Challenge:
Please count the lines in the records below that contain the word "petal". Give only the number.

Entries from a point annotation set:
_ _ _ _ _

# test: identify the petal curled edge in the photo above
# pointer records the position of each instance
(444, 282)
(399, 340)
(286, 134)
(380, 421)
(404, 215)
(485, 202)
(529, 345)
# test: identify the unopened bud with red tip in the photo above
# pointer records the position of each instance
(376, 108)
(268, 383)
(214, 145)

_ _ _ _ _

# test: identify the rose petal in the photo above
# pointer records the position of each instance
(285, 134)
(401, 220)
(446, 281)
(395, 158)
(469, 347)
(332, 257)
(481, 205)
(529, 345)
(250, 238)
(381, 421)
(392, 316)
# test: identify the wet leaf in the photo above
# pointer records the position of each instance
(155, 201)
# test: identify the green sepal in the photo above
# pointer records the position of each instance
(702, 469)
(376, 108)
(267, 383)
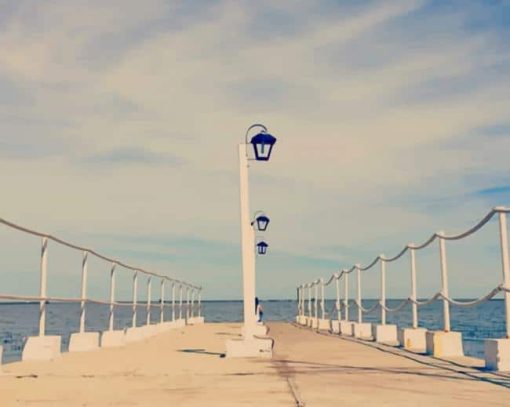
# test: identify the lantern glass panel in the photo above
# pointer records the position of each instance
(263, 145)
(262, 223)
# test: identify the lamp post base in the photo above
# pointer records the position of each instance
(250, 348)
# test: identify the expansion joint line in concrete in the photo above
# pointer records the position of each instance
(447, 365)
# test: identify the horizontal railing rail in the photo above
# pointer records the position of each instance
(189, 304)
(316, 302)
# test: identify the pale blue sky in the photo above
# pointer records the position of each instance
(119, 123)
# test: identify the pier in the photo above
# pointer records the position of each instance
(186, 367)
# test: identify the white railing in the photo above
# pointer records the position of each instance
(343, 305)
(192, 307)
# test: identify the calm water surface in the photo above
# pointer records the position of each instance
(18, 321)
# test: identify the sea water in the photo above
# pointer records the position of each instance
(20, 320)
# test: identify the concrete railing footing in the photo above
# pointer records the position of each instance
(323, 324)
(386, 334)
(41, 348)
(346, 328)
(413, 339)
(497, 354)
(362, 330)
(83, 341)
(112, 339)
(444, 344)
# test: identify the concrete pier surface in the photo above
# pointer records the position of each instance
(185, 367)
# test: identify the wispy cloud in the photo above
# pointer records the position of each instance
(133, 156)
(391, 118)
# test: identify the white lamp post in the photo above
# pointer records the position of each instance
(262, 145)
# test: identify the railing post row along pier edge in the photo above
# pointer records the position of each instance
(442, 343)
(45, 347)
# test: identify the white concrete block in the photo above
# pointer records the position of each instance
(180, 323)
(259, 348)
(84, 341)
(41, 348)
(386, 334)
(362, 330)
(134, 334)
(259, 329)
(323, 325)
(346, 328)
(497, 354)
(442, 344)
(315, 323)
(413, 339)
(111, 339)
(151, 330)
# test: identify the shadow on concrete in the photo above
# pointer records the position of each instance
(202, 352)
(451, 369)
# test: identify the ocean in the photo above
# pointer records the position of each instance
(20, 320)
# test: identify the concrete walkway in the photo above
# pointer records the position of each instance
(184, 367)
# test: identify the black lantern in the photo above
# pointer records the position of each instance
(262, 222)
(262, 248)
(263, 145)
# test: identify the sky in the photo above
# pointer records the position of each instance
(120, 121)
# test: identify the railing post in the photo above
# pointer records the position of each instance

_ _ _ _ _

Reply:
2